WORK TO BE COMPLETED » Look through the material below and show every line with the word "locate".

DATA FOR THIS TASK »
>>>>>

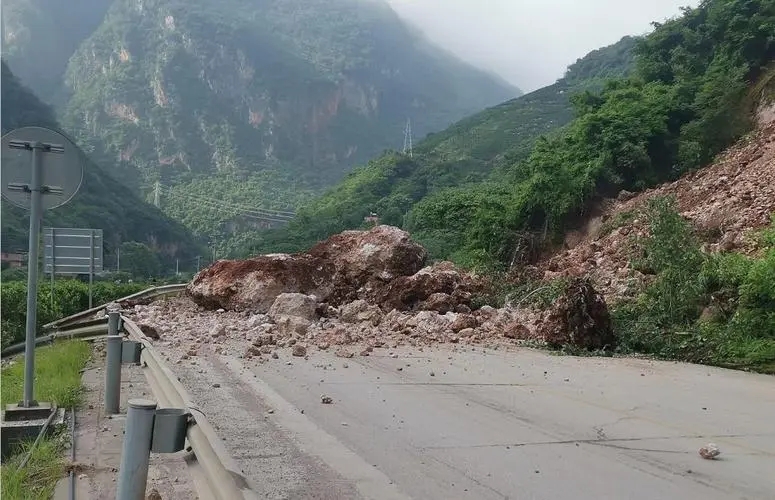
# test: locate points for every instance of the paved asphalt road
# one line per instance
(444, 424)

<<<<<
>>>>>

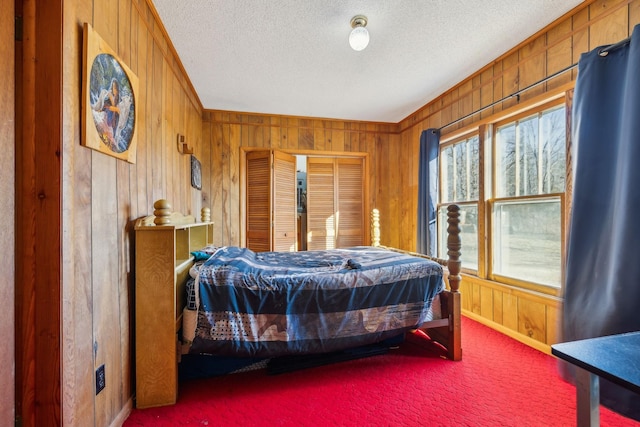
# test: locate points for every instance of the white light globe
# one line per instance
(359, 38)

<<<<<
>>>>>

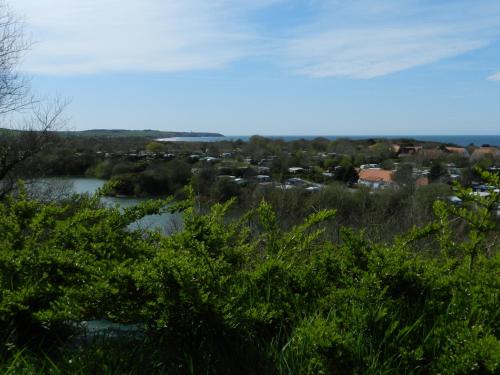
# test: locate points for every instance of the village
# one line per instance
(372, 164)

<<<<<

ANSWER TO THE EXERCISE »
# test: locate points for every instance of the paved asphalt road
# test: locate points for every instance of the white light globe
# test: locate points for every instance of the village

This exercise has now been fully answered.